The prohibition against sexual harassment includes protection from a broad range of conduct, ranging from expressly or impliedly conditioning employment benefits on submission to or tolerance of unwelcome sexual advances, to the creation of a work environment that is hostile or abusive on the basis of sex. Where a plaintiff alleges that a defendant created a hostile or abusive work environment, the plaintiff need not show evidence of unwanted sexual advances.


Plaintiff writers' assistant sued defendant comedy writers and others for, inter alia, racial and sexual harassment. Plaintiff alleged that the writers' use of sexually coarse and vulgar language and conduct, including the recounting of their own sexual experiences, constituted harassment based on sex within the meaning of the Fair Employment and Housing Act (FEHA), Gov. Code, § 12900 et seq. The trial court granted summary judgment for defendants. The appellate court reversed in part, concluding that triable issues of fact existed as to the sexual harassment cause of action. Both sides petitioned for review.


Did the plaintiff present sufficient evidence that defendant created a hostile or abusive work environment in violation of the FEHA?




The court concluded that the plaintiff failed to establish a prima facie case of hostile work environment sexual harassment in violation of the FEHA. The writers' lewd talk and gestures did not involve and was not aimed at the assistant or other women in the workplace. To the extent triable issues of fact existed as to whether certain offensive comments were made about women other than the assistant because of their sex, no reasonable trier of fact could conclude that those particular comments were sufficiently severe or pervasive to create a work environment that was hostile or abusive to the assistant.

# Written task A
Answer these questions about the case summary, one line each:
(i) What does a plaintiff alleging a hostile or abusive work environment not need to show?
(ii) How did the trial court rule on the case?
(iii) According to the court's conclusion, who were the writers' lewd talk and gestures not aimed at?
# Written task B
Write out the case summary from "Plaintiff writers' assistant" up to and including "petitioned for review.", renaming "trial court" as "superior court".

# Material shown
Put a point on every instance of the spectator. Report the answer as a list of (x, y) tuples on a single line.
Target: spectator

==

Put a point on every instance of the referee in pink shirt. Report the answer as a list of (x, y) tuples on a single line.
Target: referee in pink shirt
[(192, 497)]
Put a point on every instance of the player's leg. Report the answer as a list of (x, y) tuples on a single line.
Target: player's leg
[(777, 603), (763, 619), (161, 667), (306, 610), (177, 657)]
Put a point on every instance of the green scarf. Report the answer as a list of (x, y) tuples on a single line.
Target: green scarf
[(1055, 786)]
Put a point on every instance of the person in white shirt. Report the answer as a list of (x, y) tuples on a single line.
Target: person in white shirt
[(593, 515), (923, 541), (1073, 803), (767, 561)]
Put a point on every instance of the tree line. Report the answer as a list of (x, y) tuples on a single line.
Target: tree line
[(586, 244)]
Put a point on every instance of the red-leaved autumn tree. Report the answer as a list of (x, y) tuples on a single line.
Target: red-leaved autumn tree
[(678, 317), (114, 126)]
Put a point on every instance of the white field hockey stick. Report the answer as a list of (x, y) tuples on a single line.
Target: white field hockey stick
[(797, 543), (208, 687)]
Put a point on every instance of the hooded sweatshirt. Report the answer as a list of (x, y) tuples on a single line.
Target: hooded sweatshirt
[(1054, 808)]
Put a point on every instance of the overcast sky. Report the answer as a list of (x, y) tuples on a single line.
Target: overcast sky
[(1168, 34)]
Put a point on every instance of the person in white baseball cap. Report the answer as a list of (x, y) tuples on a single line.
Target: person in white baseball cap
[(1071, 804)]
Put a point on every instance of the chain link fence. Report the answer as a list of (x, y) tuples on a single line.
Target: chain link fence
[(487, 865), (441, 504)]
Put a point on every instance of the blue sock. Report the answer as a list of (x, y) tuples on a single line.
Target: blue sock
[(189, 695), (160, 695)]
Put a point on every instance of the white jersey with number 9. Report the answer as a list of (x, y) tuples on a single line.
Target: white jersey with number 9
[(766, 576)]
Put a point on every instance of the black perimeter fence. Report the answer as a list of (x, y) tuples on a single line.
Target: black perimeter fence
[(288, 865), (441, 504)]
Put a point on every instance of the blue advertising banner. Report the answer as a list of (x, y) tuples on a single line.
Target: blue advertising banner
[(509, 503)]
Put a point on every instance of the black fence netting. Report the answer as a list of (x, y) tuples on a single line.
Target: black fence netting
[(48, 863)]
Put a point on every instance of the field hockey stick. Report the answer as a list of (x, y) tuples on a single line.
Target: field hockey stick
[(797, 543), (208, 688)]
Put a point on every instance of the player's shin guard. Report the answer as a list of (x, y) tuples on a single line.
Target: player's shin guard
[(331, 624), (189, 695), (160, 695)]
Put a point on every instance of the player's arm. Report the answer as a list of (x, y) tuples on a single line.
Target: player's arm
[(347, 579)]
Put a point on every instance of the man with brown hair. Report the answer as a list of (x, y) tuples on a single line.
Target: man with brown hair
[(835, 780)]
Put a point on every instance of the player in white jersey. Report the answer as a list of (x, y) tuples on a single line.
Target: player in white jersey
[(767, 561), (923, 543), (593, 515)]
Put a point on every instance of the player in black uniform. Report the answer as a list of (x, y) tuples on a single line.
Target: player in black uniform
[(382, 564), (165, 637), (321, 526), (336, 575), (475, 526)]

# Result A
(i) Evidence of unwanted sexual advances.
(ii) It granted summary judgment for the defendants.
(iii) The assistant or other women in the workplace.

# Result B
Plaintiff writers' assistant sued defendant comedy writers and others for, inter alia, racial and sexual harassment. Plaintiff alleged that the writers' use of sexually coarse and vulgar language and conduct, including the recounting of their own sexual experiences, constituted harassment based on sex within the meaning of the Fair Employment and Housing Act (FEHA), Gov. Code, § 12900 et seq. The superior court granted summary judgment for defendants. The appellate court reversed in part, concluding that triable issues of fact existed as to the sexual harassment cause of action. Both sides petitioned for review.